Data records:

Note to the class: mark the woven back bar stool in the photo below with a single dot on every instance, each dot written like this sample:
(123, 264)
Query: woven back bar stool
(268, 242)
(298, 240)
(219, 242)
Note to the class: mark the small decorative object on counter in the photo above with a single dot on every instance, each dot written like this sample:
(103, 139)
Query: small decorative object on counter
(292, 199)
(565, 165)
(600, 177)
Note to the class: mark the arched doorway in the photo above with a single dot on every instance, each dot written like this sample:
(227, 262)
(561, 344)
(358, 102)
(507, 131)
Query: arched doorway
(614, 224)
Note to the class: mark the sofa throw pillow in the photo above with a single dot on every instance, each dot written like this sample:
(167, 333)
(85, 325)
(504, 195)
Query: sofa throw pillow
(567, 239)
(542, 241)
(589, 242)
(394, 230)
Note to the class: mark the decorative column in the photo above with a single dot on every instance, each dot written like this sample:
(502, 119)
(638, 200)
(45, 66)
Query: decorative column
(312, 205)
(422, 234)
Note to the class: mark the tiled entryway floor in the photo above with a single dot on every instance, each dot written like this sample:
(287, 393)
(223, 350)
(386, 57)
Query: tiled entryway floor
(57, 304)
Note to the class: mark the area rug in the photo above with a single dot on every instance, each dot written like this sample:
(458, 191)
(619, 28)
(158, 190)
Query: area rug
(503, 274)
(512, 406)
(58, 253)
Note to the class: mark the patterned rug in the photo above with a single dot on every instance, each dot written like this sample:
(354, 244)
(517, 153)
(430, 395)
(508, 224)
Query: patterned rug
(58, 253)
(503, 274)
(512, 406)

WHAT THE TASK REQUIRES: Quote every line of the data, word for word.

TASK RESULT:
Note to the class: mark the woven back bar stool in the photo below with a single dot on every instance, each dot written like this sample:
(123, 264)
Query: woven back bar stool
(268, 242)
(298, 240)
(219, 242)
Note to the class: mark the small decorative object on counter in the photo above with a single dot on every instance, each dot written like this sample:
(103, 139)
Query: small decorative object on counter
(292, 199)
(565, 165)
(600, 177)
Note to the class: mark the arched doorway in the photo above with a single dot on every instance, each dot written like this sample:
(227, 262)
(561, 344)
(358, 102)
(507, 131)
Query: arched doorway
(614, 224)
Note to the class: mark the sofa throw pillow in the photo above with a single dot on every instance, each dot written like this sample:
(167, 333)
(85, 325)
(504, 195)
Query: sofa throw pillow
(567, 239)
(542, 241)
(589, 242)
(394, 230)
Note to the class: mark the decorative column in the photo above with a single dot on every instance, each dot written like this sample:
(502, 119)
(638, 200)
(45, 66)
Query: decorative column
(312, 205)
(422, 234)
Note to the class: mark the tiled entryway floor in the photo above with a single dot on every instance, each dot written like this sample:
(287, 393)
(223, 350)
(386, 57)
Query: tiled entryway floor
(57, 304)
Note to the class: mark the area rug in the photo above with a single dot on every instance, each dot written like this sample:
(458, 191)
(619, 28)
(158, 190)
Query: area rug
(503, 274)
(512, 406)
(58, 253)
Note to the class: mark the patterned rug in the photo above with a single dot on every instance, each dot written like this sample:
(354, 244)
(517, 153)
(430, 395)
(508, 224)
Query: patterned rug
(58, 253)
(503, 274)
(512, 406)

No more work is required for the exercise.